◆ Task to carry out ◆
Look below for lines that hold the string "finger" and copy each one.

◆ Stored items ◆
________________________

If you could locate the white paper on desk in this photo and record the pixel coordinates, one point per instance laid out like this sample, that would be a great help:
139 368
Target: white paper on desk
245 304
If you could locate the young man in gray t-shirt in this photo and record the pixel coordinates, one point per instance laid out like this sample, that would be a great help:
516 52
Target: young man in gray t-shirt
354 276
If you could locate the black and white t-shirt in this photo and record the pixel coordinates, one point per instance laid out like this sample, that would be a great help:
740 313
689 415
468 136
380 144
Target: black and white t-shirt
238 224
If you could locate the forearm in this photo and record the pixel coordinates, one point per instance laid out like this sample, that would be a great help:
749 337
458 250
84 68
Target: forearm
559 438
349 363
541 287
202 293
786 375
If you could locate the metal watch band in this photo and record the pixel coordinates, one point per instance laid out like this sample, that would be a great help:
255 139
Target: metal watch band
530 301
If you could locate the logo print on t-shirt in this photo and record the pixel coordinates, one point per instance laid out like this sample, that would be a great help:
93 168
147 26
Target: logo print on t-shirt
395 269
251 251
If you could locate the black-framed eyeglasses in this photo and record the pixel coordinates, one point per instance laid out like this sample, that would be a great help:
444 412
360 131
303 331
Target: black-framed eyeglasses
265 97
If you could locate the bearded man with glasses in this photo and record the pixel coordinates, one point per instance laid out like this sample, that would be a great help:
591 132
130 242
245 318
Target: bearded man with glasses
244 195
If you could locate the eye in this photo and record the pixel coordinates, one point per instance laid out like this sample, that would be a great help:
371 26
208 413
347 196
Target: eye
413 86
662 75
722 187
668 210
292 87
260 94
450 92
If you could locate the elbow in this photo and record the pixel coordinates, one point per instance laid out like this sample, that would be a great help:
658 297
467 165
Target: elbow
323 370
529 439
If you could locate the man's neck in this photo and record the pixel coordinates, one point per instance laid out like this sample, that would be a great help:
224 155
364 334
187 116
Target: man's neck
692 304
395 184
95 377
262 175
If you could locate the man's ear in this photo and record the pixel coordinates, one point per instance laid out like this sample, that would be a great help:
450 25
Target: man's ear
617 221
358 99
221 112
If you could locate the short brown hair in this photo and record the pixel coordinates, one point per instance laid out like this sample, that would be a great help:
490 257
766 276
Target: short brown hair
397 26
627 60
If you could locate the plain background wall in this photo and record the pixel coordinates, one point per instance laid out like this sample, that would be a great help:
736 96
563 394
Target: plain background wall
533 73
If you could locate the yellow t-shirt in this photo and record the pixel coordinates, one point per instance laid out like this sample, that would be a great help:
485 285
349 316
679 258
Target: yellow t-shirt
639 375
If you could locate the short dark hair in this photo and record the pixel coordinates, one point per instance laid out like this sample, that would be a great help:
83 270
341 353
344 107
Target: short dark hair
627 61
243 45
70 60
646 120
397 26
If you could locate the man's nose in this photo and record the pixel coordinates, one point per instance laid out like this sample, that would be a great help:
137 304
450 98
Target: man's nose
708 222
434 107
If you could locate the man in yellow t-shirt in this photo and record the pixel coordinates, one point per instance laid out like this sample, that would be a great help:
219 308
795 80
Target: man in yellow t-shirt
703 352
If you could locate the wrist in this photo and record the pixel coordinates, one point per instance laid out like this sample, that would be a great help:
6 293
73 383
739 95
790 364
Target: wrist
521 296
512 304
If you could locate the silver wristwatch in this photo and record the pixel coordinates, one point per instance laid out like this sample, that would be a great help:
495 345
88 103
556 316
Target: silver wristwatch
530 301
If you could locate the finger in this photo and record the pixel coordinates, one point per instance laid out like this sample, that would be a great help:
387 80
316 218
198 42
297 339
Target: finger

________________________

◆ Answer below ◆
If you could locate the finger in this photo and record the pixel coordinates, one point per instance laid out like this sample, that would be a great help:
Target: finger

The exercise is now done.